Select every line in the rows below that contains the word "wheel", and copy each one out.

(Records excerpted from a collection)
──────────

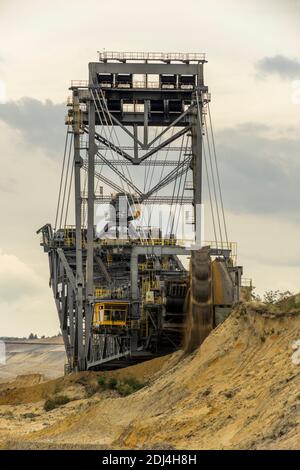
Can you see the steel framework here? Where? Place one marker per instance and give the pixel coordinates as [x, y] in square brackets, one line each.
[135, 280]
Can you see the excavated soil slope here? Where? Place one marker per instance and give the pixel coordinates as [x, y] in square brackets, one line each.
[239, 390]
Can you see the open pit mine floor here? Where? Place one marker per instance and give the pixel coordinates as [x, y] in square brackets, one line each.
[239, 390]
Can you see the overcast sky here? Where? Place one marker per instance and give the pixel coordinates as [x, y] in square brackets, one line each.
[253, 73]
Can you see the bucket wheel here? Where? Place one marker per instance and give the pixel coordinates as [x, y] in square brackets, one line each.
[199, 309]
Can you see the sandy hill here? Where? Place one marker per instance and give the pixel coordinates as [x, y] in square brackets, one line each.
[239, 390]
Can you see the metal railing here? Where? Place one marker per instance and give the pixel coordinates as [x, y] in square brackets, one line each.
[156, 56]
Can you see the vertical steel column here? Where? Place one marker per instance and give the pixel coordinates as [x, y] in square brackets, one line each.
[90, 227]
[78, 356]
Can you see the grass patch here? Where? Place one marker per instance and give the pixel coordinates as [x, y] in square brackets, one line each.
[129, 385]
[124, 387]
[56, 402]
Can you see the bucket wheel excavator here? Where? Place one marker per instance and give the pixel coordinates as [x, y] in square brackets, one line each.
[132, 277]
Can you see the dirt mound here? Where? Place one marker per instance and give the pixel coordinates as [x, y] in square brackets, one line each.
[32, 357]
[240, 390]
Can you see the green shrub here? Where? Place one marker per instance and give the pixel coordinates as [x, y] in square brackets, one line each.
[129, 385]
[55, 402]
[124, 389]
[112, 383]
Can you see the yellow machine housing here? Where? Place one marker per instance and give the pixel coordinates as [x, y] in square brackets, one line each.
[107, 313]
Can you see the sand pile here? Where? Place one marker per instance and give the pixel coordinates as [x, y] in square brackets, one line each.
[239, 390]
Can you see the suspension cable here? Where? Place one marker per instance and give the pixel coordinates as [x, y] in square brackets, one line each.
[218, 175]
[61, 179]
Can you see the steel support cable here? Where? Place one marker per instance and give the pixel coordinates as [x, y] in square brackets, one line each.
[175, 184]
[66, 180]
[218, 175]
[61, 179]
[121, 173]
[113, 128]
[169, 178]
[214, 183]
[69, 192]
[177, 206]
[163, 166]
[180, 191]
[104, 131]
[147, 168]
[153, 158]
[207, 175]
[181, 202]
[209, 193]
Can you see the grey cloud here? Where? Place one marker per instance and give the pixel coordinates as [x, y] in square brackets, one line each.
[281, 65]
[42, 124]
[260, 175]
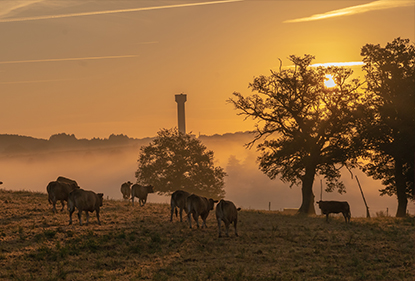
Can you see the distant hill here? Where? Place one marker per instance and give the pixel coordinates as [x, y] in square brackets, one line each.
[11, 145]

──────────

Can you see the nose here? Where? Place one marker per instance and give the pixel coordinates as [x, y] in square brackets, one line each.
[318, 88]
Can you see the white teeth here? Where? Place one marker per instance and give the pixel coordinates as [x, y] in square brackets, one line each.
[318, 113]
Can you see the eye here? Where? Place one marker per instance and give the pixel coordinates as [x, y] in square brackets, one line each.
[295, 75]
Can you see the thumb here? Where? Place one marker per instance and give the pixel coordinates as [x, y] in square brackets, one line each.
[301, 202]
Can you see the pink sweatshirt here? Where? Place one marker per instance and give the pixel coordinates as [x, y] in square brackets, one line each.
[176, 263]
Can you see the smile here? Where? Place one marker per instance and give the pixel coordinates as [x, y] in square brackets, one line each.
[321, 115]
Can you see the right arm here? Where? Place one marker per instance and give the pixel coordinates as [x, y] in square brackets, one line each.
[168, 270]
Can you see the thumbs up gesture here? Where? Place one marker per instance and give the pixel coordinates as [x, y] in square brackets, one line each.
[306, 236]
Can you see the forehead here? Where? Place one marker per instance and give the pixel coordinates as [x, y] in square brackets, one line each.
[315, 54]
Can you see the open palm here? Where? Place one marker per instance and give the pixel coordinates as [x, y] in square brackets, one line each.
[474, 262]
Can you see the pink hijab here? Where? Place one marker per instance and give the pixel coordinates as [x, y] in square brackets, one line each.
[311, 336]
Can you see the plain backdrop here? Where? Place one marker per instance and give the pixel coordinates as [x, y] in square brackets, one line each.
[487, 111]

──────────

- [Task output]
Can you see the bucket wheel here? Where? Place one marker per instance and give the pixel coordinates as [x, y] in square brackets, one line each.
Can you see the bucket wheel excavator here? Where? Place one marker per instance and give the pixel coordinates as [x, y] in square brackets, one line each.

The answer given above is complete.